Supplied records:

---

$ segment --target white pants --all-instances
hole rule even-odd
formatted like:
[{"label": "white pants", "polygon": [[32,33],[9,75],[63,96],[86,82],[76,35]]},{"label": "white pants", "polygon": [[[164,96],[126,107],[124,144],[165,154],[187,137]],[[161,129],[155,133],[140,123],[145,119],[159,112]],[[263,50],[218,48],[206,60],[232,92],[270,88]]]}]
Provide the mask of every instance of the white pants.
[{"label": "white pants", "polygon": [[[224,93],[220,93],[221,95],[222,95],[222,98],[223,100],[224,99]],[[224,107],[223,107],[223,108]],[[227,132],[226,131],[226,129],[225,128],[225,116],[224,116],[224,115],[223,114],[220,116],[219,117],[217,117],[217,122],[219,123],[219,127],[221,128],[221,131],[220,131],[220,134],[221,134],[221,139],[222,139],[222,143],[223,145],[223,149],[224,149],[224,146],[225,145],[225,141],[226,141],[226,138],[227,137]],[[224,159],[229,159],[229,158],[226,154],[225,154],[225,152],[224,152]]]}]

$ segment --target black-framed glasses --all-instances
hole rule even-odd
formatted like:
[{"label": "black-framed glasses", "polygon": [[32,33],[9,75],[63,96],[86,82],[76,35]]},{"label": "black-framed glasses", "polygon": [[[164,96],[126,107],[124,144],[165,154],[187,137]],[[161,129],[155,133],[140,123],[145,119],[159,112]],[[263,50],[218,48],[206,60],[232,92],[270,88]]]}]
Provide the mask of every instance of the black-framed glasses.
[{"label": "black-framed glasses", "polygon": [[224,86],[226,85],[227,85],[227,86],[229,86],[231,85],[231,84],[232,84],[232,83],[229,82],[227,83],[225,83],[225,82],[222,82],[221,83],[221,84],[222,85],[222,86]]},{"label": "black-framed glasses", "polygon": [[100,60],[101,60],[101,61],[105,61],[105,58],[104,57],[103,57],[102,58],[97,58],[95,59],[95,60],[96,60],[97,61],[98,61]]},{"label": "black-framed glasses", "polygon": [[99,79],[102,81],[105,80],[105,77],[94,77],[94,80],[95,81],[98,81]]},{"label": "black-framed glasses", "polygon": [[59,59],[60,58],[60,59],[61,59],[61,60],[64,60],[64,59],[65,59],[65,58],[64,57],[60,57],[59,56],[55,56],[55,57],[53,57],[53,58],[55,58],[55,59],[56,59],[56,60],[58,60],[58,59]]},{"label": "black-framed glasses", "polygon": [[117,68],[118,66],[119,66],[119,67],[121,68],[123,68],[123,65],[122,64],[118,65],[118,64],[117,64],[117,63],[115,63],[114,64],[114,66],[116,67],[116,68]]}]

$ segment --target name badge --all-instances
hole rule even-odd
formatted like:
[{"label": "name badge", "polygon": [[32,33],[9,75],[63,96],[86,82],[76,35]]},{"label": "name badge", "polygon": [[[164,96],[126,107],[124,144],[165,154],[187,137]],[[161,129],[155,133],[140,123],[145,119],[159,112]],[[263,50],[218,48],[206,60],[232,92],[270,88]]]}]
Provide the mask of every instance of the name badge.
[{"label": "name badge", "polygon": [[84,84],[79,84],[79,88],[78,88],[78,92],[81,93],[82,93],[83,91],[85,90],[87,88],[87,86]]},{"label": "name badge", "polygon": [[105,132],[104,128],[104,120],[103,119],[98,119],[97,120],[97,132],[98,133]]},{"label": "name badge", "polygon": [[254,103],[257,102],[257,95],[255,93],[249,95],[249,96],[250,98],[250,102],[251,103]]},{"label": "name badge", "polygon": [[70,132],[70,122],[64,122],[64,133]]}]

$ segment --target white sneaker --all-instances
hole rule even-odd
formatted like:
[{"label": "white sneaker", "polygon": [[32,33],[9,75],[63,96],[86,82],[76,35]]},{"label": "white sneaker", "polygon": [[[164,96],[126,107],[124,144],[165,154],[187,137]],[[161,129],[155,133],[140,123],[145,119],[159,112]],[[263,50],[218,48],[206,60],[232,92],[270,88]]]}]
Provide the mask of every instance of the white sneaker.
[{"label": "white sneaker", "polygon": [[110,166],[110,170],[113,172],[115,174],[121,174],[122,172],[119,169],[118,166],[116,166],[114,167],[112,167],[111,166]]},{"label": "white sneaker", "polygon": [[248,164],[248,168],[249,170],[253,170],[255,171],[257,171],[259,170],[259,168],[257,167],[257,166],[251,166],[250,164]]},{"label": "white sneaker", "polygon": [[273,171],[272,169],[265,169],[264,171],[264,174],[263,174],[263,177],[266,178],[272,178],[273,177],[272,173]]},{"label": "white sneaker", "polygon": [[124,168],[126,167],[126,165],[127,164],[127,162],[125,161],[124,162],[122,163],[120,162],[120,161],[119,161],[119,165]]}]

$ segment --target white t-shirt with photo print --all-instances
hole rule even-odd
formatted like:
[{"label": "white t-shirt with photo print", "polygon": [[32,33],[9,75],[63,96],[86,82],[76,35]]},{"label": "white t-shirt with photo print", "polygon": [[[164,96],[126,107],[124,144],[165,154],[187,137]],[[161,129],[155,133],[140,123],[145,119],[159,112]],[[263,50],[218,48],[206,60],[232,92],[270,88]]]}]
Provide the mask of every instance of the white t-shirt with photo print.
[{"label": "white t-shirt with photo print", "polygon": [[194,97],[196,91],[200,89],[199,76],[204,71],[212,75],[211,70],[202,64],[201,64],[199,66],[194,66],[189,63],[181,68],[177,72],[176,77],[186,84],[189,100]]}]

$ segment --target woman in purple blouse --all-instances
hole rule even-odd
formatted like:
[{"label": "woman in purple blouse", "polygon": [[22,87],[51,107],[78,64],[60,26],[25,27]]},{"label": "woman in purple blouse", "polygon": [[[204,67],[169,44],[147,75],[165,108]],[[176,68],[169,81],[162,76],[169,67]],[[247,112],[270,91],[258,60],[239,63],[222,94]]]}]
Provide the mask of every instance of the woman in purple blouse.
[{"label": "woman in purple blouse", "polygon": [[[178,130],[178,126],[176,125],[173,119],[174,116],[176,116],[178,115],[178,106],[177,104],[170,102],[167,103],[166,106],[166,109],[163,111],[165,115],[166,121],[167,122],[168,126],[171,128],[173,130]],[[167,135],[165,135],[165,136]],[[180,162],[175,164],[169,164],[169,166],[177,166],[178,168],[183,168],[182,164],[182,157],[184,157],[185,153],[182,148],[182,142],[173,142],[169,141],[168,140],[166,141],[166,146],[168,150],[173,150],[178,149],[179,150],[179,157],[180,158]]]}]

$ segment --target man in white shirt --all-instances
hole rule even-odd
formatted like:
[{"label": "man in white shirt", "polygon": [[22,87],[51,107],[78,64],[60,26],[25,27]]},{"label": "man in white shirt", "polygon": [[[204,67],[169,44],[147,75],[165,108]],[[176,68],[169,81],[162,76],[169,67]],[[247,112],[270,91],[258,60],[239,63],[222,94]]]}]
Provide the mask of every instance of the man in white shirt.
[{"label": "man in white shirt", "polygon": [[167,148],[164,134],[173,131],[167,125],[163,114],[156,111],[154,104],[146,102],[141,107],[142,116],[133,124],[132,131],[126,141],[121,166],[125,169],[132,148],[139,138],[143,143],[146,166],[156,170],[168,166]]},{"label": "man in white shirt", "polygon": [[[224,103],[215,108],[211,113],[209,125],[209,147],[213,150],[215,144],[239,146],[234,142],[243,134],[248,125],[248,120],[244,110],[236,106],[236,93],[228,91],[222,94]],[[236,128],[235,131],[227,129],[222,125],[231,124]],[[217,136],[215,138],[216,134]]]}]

---

What to work on:
Copy out all of the material above word for word, changing nothing.

Full solution:
$ segment --target white pants --all-instances
hole rule even-odd
formatted like:
[{"label": "white pants", "polygon": [[32,33],[9,75],[63,96],[86,82],[76,35]]},{"label": "white pants", "polygon": [[[164,96],[126,107],[124,144],[165,154],[187,137]],[[161,129],[155,133],[140,123],[145,119],[159,112]],[[263,50],[218,48],[206,60],[232,92],[270,88]]]}]
Provide the mask of every instance of the white pants.
[{"label": "white pants", "polygon": [[[224,93],[220,93],[221,95],[222,95],[222,98],[223,100],[224,99]],[[224,107],[223,107],[223,108]],[[227,132],[226,131],[226,129],[225,128],[225,116],[224,116],[224,115],[223,114],[220,116],[219,117],[217,117],[217,122],[219,123],[219,127],[221,128],[221,131],[220,131],[220,134],[221,134],[221,139],[222,139],[222,143],[223,145],[223,149],[224,149],[224,146],[225,145],[225,141],[226,141],[226,138],[227,137]],[[224,159],[229,159],[229,158],[226,154],[225,154],[225,152],[224,152]]]}]

$ segment --target black-framed glasses --all-instances
hole rule even-odd
formatted like:
[{"label": "black-framed glasses", "polygon": [[32,33],[9,75],[63,96],[86,82],[76,35]]},{"label": "black-framed glasses", "polygon": [[[164,96],[126,107],[124,144],[165,154],[187,137]],[[161,129],[155,133],[140,123],[145,119],[159,112]],[[263,50],[218,48],[206,60],[232,92],[270,88]]]}]
Provide the mask of every instance of the black-framed glasses.
[{"label": "black-framed glasses", "polygon": [[224,86],[226,85],[227,85],[227,86],[229,86],[231,85],[231,84],[232,84],[232,83],[229,82],[227,83],[225,83],[225,82],[222,82],[221,83],[221,84],[222,85],[222,86]]},{"label": "black-framed glasses", "polygon": [[100,60],[101,60],[101,61],[105,61],[105,58],[104,57],[103,57],[102,58],[97,58],[95,59],[95,60],[96,60],[97,61],[98,61]]},{"label": "black-framed glasses", "polygon": [[99,79],[102,81],[105,80],[105,77],[94,77],[94,80],[95,81],[98,81]]},{"label": "black-framed glasses", "polygon": [[59,59],[60,58],[60,59],[61,59],[61,60],[64,60],[64,59],[65,59],[65,58],[64,57],[60,57],[59,56],[55,56],[55,57],[53,57],[53,58],[55,58],[55,59],[56,59],[56,60],[58,60],[58,59]]},{"label": "black-framed glasses", "polygon": [[117,68],[118,66],[119,66],[119,67],[121,68],[123,68],[123,65],[122,64],[118,65],[118,64],[117,64],[117,63],[115,63],[114,64],[114,66],[116,67],[116,68]]}]

$ segment --target name badge --all-instances
hole rule even-odd
formatted like:
[{"label": "name badge", "polygon": [[32,33],[9,75],[63,96],[86,82],[76,35]]},{"label": "name badge", "polygon": [[[164,96],[126,107],[124,144],[165,154],[187,137]],[[161,129],[155,133],[140,123],[145,119],[159,112]],[[263,50],[218,48],[206,60],[232,92],[270,88]]]}]
Provide the mask of every instance of the name badge.
[{"label": "name badge", "polygon": [[84,84],[79,84],[79,88],[78,88],[78,92],[81,93],[82,93],[83,91],[85,90],[87,88],[87,86]]},{"label": "name badge", "polygon": [[105,132],[104,128],[104,120],[103,119],[98,119],[97,120],[97,132],[98,133]]},{"label": "name badge", "polygon": [[254,103],[257,102],[257,95],[255,93],[249,95],[249,96],[250,98],[250,102],[251,103]]},{"label": "name badge", "polygon": [[70,132],[70,122],[64,122],[64,133]]}]

$ segment --target white sneaker --all-instances
hole rule even-odd
formatted like:
[{"label": "white sneaker", "polygon": [[32,33],[9,75],[63,96],[86,82],[76,35]]},{"label": "white sneaker", "polygon": [[[164,96],[126,107],[124,144],[165,154],[187,137]],[[161,129],[155,133],[140,123],[145,119],[159,112]],[[263,50],[218,48],[206,60],[232,92],[270,88]]]}]
Provide the mask of every instance of the white sneaker.
[{"label": "white sneaker", "polygon": [[110,166],[110,170],[113,172],[115,174],[121,174],[122,172],[119,169],[118,166],[116,166],[114,167],[112,167],[111,166]]},{"label": "white sneaker", "polygon": [[248,164],[248,168],[249,170],[253,170],[255,171],[257,171],[259,170],[259,168],[257,167],[257,166],[251,166],[250,164]]},{"label": "white sneaker", "polygon": [[273,171],[272,169],[265,169],[264,171],[264,174],[263,174],[263,177],[266,178],[272,178],[273,177],[272,173]]},{"label": "white sneaker", "polygon": [[124,168],[126,167],[126,165],[127,164],[127,162],[125,161],[124,162],[122,163],[120,162],[120,161],[119,161],[119,165]]}]

$ segment --target white t-shirt with photo print --all-instances
hole rule even-odd
formatted like:
[{"label": "white t-shirt with photo print", "polygon": [[32,33],[9,75],[63,96],[86,82],[76,35]]},{"label": "white t-shirt with photo print", "polygon": [[[164,96],[126,107],[124,144],[165,154],[187,137]],[[161,129],[155,133],[140,123],[145,119],[159,112]],[[263,50],[218,48],[206,60],[232,92],[270,88]]]}]
Provide the mask of every instance of the white t-shirt with photo print.
[{"label": "white t-shirt with photo print", "polygon": [[194,97],[196,91],[200,89],[199,76],[204,71],[212,75],[211,70],[202,64],[201,64],[199,66],[194,66],[189,63],[181,68],[177,72],[176,77],[186,84],[189,100]]}]

$ segment --target woman in purple blouse --all-instances
hole rule even-odd
formatted like:
[{"label": "woman in purple blouse", "polygon": [[22,87],[51,107],[78,64],[60,26],[25,27]]},{"label": "woman in purple blouse", "polygon": [[[204,67],[169,44],[147,75],[165,108]],[[176,68],[169,81],[162,76],[169,67]],[[247,112],[270,91],[258,60],[239,63],[222,94]]]}]
Provide the mask of every instance of the woman in purple blouse.
[{"label": "woman in purple blouse", "polygon": [[[178,130],[178,126],[176,125],[173,119],[174,116],[176,116],[178,115],[178,106],[177,104],[170,102],[167,103],[166,106],[166,109],[163,111],[165,115],[166,121],[167,122],[168,126],[171,128],[173,130]],[[167,135],[165,135],[165,136]],[[180,162],[175,164],[169,164],[169,166],[177,166],[178,168],[183,168],[182,164],[182,157],[184,157],[185,153],[182,148],[182,142],[173,142],[169,141],[168,140],[166,141],[166,146],[168,150],[173,150],[178,149],[179,150],[179,157],[180,158]]]}]

$ segment --target man in white shirt --all-instances
hole rule even-odd
formatted like:
[{"label": "man in white shirt", "polygon": [[22,87],[51,107],[78,64],[60,26],[25,27]]},{"label": "man in white shirt", "polygon": [[[204,67],[169,44],[147,75],[165,108]],[[176,68],[169,81],[162,76],[169,67]],[[247,112],[270,91],[258,60],[239,63],[222,94]]]}]
Provide the mask of every instance of the man in white shirt.
[{"label": "man in white shirt", "polygon": [[167,148],[164,134],[173,131],[167,125],[163,114],[156,111],[154,104],[146,102],[141,107],[142,116],[133,124],[132,131],[126,141],[121,166],[125,169],[132,148],[139,138],[143,143],[146,166],[156,170],[168,166]]},{"label": "man in white shirt", "polygon": [[[224,103],[215,108],[211,113],[209,125],[209,147],[213,150],[215,144],[239,146],[234,142],[243,134],[248,125],[248,120],[244,110],[236,106],[236,93],[228,91],[222,94]],[[236,128],[235,131],[227,129],[222,125],[231,124]],[[217,136],[215,138],[216,134]]]}]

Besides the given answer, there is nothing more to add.